### Given records

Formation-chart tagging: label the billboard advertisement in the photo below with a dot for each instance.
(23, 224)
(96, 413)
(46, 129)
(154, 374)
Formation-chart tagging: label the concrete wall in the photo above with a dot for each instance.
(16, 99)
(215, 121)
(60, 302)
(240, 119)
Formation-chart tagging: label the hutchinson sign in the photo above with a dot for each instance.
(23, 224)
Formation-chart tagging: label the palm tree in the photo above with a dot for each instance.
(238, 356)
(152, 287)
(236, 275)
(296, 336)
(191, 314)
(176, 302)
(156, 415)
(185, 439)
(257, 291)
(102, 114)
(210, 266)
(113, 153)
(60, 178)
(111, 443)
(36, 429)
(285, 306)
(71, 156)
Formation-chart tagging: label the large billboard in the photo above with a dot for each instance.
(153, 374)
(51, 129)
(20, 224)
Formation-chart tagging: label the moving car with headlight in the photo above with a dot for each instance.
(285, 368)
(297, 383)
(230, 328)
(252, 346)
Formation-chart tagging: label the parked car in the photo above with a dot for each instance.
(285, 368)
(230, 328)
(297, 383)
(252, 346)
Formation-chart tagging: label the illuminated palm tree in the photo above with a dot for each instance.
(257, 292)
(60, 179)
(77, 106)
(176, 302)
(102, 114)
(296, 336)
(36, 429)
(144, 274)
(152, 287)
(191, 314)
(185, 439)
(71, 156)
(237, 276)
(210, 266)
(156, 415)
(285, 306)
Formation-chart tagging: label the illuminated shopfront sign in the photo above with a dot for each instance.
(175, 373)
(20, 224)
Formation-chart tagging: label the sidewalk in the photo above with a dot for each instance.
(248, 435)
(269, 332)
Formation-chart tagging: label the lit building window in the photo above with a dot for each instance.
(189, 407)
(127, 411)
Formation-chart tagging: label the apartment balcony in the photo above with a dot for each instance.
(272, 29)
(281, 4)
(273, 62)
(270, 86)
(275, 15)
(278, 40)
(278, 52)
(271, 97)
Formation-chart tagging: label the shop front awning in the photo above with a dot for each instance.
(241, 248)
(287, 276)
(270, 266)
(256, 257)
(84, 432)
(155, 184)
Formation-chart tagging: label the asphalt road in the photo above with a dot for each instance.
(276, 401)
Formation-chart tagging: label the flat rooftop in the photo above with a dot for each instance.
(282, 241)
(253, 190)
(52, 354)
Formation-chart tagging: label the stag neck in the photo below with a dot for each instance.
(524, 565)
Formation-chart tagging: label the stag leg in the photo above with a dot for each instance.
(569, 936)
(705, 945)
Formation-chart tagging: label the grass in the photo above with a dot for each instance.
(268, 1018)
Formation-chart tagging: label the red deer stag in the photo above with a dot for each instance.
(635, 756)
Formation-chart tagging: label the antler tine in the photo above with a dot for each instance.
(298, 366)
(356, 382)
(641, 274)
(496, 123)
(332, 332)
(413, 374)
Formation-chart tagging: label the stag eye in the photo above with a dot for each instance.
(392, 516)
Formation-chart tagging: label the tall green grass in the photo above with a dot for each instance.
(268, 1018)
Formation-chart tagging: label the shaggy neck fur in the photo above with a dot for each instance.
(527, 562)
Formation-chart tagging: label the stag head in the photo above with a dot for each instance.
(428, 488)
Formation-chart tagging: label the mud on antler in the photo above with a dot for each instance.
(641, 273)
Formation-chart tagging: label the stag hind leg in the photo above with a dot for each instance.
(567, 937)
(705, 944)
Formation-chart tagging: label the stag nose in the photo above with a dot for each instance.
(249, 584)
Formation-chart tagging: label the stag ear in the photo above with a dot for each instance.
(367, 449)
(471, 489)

### Exercise details
Each record should come back exactly as written.

### Task response
Formation-chart tagging: label the billboard advertisement in the photo below with a dot for each instance.
(23, 224)
(96, 413)
(46, 129)
(154, 374)
Formation-chart tagging: label the concrete wall in the photo above with a dot for each instance.
(16, 99)
(215, 121)
(60, 302)
(240, 119)
Formation-chart tagging: label the hutchinson sign in the photo above with a dot for each instance.
(23, 224)
Formation-chart tagging: label the palm tree in the photo above with a dot for each instance.
(238, 356)
(152, 287)
(236, 275)
(296, 336)
(191, 314)
(176, 302)
(156, 415)
(185, 439)
(257, 291)
(102, 114)
(210, 266)
(113, 153)
(60, 178)
(111, 443)
(36, 429)
(285, 306)
(71, 156)
Formation-chart tagging: label the large billboard in the photo above with a dot for each instance.
(153, 374)
(51, 129)
(20, 224)
Formation-chart tagging: label the moving car with headlight in the photo above with a dot for each instance.
(285, 368)
(297, 383)
(230, 328)
(252, 346)
Formation-chart tagging: label the parked car in the photo above with a dot for each instance.
(285, 368)
(230, 328)
(297, 383)
(252, 346)
Formation-chart tagging: label the illuminated palm tree in the photo above with a dot for each instance.
(257, 292)
(60, 179)
(77, 106)
(176, 302)
(102, 114)
(296, 336)
(36, 429)
(144, 274)
(152, 287)
(191, 314)
(185, 439)
(71, 156)
(237, 276)
(210, 266)
(156, 415)
(285, 306)
Formation-chart tagging: label the illuminated shopfront sign in the photo above with a dot for each instance.
(175, 373)
(20, 224)
Formation-chart tagging: label the sidewalk in the photo above with a dot for each instance.
(248, 435)
(269, 332)
Formation-chart tagging: label the lit building window in the photo above with a dot for each instance.
(189, 407)
(127, 411)
Formation-chart tagging: label the apartment balcony in the photo above with a dot for each instance.
(272, 29)
(281, 4)
(273, 62)
(270, 86)
(275, 15)
(278, 40)
(278, 52)
(271, 97)
Formation-chart tagging: label the shop front awning in the photo above with a dot for each instance.
(241, 248)
(287, 276)
(270, 266)
(256, 257)
(84, 432)
(155, 184)
Formation-chart tagging: label the asphalt road in the photo above with a dot for each instance.
(276, 401)
Formation-chart tagging: label the flat rooftop in the photo above with a dot for each instance.
(282, 241)
(253, 190)
(52, 354)
Formation-chart tagging: label the stag neck in the photo below with a dot for each instance.
(524, 565)
Formation-chart tagging: label the stag leg in the photo above with a dot for each instance.
(569, 936)
(705, 945)
Formation-chart tagging: label the grass in the photo above with a dot for each instance.
(268, 1018)
Formation-chart tagging: label the red deer stag in the photo above with a dot for each instance.
(635, 756)
Formation-chart tagging: label the antler tine in the photo above with a dot for each instance.
(298, 366)
(356, 382)
(641, 274)
(496, 123)
(332, 332)
(413, 374)
Formation-chart tagging: label the stag eye in the photo above with a dot for each instance.
(392, 516)
Formation-chart tagging: label the tall green grass in the photo above with a dot for each instance.
(268, 1018)
Formation-chart tagging: label the shaggy neck fur in the photo above with a dot for each instance.
(527, 562)
Formation-chart tagging: label the stag head in the photo above with a dot for each instance.
(428, 488)
Formation-chart tagging: label the mud on antler in the photo above with a dot for each instance.
(641, 273)
Formation-chart tagging: label the stag hind leg in the photo above with a dot for each instance.
(567, 937)
(705, 944)
Formation-chart tagging: label the stag nose in the photo above with a dot for each instance.
(249, 584)
Formation-chart tagging: label the stag ear in the photo above with a dot for each instance.
(367, 449)
(471, 489)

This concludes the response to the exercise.